*Given task*.
Render the lines from the one containing "Reviewer note: make sure every instance of the orange" through the end of the records below as a numbered list, leaving out any blank lines. Include only those lines.
**** Items ****
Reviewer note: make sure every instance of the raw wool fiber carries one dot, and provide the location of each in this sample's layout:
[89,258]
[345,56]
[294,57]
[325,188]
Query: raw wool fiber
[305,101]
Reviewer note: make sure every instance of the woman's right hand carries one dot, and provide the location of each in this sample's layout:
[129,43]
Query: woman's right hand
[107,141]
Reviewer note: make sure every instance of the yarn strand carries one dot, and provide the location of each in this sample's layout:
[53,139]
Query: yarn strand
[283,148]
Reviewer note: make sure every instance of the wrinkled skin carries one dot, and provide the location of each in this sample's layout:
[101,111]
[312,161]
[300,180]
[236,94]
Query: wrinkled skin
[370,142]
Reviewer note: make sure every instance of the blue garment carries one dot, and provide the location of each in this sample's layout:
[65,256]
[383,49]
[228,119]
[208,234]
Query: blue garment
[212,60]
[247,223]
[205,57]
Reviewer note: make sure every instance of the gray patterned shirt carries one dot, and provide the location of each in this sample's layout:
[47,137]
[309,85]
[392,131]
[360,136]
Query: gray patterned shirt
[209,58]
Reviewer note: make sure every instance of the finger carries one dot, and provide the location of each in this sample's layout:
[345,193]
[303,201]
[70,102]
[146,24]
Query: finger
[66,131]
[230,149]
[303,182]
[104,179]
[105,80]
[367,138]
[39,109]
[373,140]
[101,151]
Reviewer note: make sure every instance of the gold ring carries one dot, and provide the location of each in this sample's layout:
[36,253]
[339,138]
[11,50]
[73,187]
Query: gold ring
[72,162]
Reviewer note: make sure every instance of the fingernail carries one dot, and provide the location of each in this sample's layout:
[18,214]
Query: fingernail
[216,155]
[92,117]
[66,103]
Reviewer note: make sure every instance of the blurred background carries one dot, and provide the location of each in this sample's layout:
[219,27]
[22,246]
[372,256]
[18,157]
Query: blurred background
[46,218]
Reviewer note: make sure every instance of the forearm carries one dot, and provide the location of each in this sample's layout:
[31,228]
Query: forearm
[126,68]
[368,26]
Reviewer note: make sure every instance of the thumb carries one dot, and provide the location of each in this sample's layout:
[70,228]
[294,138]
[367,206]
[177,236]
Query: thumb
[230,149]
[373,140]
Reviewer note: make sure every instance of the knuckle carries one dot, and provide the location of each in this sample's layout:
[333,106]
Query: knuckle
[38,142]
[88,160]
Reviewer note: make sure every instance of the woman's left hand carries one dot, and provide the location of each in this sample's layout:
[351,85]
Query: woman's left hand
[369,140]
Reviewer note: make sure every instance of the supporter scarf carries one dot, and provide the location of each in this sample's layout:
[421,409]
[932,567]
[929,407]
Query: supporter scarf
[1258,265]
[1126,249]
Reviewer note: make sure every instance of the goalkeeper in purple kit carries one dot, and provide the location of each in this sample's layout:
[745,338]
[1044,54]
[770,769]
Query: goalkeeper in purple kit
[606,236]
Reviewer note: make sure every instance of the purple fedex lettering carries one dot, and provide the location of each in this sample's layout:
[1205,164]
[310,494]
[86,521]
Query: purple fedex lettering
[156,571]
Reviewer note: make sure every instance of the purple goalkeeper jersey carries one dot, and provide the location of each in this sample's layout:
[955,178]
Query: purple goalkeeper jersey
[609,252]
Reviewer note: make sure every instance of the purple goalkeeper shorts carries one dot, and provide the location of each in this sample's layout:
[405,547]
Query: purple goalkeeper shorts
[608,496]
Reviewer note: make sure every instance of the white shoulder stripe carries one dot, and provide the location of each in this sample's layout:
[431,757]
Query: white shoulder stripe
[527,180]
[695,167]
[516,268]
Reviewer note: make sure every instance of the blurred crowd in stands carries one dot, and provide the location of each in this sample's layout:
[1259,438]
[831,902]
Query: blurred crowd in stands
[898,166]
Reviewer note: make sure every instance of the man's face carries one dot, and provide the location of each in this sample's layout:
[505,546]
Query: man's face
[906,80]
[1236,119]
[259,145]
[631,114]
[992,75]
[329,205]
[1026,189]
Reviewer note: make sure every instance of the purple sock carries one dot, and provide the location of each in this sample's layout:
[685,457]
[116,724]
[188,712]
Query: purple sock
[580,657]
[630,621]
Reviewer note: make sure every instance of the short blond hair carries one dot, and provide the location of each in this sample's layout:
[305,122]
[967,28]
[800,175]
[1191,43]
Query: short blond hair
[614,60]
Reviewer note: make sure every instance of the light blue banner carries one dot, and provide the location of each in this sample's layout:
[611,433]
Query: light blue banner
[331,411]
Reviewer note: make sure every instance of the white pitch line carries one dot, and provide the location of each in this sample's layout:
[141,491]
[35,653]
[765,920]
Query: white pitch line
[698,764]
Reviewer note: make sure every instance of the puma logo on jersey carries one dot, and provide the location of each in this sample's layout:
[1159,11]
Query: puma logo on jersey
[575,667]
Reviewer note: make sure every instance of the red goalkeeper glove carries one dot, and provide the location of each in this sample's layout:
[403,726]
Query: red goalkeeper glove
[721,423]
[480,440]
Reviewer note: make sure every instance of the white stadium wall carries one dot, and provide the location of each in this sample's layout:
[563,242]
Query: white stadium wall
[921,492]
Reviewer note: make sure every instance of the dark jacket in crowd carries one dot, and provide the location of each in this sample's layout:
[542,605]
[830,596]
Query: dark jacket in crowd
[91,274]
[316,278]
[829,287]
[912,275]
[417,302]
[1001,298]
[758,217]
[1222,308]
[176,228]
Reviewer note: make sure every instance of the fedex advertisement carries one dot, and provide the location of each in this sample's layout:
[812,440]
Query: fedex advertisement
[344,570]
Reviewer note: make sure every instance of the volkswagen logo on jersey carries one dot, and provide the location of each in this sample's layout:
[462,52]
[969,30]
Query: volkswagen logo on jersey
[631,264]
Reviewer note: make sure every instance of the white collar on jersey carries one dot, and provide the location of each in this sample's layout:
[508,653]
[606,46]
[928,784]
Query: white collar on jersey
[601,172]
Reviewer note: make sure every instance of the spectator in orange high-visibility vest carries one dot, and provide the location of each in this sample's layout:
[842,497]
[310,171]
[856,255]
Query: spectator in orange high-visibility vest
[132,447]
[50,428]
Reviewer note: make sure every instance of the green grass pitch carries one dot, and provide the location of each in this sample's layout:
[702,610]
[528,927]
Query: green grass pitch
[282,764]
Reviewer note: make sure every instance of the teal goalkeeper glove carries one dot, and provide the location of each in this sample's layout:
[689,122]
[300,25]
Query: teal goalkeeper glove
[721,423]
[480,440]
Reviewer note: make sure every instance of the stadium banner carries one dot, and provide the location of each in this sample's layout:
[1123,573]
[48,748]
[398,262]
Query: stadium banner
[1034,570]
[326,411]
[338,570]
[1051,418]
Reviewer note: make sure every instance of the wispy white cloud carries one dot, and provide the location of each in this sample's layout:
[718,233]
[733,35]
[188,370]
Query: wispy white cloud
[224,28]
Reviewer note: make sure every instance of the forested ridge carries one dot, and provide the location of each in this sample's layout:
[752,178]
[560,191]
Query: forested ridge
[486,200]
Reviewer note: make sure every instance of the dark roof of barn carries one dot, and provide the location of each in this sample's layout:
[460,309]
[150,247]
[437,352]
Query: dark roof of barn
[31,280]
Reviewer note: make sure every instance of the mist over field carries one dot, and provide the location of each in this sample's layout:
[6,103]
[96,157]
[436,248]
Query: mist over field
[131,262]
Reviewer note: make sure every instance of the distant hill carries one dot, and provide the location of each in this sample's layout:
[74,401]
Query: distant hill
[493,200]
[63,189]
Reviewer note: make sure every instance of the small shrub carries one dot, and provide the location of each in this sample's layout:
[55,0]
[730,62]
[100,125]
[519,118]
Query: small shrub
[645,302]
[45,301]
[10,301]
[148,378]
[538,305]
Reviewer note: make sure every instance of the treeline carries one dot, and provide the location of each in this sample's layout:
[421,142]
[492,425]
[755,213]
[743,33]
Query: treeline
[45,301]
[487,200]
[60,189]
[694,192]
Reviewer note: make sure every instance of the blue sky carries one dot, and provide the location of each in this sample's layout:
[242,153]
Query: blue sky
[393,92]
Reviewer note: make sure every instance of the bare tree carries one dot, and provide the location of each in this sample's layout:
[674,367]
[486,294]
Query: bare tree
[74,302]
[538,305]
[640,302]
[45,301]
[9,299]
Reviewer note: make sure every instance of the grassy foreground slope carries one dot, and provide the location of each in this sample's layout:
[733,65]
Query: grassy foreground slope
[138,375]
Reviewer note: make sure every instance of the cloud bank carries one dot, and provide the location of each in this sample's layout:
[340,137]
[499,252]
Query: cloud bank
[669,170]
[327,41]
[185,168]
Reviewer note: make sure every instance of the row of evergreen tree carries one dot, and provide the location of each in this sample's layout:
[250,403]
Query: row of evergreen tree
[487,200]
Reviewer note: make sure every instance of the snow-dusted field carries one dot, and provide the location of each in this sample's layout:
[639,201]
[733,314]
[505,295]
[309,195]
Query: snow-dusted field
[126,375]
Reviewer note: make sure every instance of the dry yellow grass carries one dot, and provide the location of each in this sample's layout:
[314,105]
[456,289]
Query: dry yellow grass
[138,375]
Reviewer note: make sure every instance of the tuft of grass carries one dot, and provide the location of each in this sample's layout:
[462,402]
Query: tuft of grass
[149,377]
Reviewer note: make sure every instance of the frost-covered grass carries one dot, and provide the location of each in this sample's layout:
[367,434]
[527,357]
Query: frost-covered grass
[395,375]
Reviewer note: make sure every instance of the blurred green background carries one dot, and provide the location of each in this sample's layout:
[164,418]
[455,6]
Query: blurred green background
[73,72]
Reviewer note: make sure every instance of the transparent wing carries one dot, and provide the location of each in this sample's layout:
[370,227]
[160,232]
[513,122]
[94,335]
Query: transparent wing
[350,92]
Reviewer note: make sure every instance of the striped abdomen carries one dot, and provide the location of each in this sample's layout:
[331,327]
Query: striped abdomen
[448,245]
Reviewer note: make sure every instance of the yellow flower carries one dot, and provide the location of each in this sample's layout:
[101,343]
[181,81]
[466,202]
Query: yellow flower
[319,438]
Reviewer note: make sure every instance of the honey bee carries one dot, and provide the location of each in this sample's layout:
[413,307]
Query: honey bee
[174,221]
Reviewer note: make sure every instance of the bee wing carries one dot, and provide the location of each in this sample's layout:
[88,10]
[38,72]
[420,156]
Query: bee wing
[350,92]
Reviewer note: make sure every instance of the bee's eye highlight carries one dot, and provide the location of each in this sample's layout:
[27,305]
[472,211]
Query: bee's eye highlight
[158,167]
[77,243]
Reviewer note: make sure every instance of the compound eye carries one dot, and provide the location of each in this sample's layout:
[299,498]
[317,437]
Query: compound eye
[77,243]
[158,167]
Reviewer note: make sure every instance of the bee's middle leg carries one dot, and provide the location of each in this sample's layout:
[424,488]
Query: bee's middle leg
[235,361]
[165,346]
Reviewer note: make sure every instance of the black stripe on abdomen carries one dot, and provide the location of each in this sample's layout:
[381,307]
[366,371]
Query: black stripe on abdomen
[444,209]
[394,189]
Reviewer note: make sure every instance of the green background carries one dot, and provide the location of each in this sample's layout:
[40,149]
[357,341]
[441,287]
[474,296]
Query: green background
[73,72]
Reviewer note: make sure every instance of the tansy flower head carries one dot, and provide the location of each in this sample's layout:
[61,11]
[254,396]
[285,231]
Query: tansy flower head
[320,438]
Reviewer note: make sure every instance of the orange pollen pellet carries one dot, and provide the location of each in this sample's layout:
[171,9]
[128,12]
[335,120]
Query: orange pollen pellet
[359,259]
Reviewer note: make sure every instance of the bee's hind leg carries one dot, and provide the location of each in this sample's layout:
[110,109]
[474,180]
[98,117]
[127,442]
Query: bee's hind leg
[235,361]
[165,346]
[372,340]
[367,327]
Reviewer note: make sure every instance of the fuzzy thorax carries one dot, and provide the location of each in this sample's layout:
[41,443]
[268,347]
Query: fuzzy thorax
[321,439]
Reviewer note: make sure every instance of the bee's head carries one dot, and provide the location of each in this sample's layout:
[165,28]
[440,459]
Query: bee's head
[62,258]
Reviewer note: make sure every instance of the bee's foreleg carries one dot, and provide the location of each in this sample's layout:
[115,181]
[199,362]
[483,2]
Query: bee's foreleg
****
*Solution to this task*.
1. Reviewer note: make sure every instance of the orange pollen pellet carries one dot, and provide the location of each in this sample's layout:
2. [171,9]
3. [128,12]
4. [335,120]
5. Query: orange pollen pellet
6. [359,259]
7. Reviewer note: make sure every instance of the bee's hind leg carries one dot, and provide the location of each in this sample's layout:
8. [110,109]
9. [474,180]
10. [98,117]
11. [127,442]
12. Query: bee's hind leg
13. [235,361]
14. [165,346]
15. [372,340]
16. [367,327]
17. Reviewer note: make sure every instance of the fuzzy thorax carries one dot, and provide the location of each in this sample's layout:
18. [41,443]
19. [268,347]
20. Query: fuzzy thorax
21. [321,439]
22. Reviewer note: make sure every instance of the bee's head carries one dot, and provide the location of each in this sample's layout:
23. [165,28]
24. [440,459]
25. Query: bee's head
26. [62,258]
27. Reviewer note: make sure every instance of the bee's foreleg carries one dot, and provide the location of each in this sample's layout:
28. [115,181]
29. [199,362]
30. [483,2]
31. Query: bee's foreleg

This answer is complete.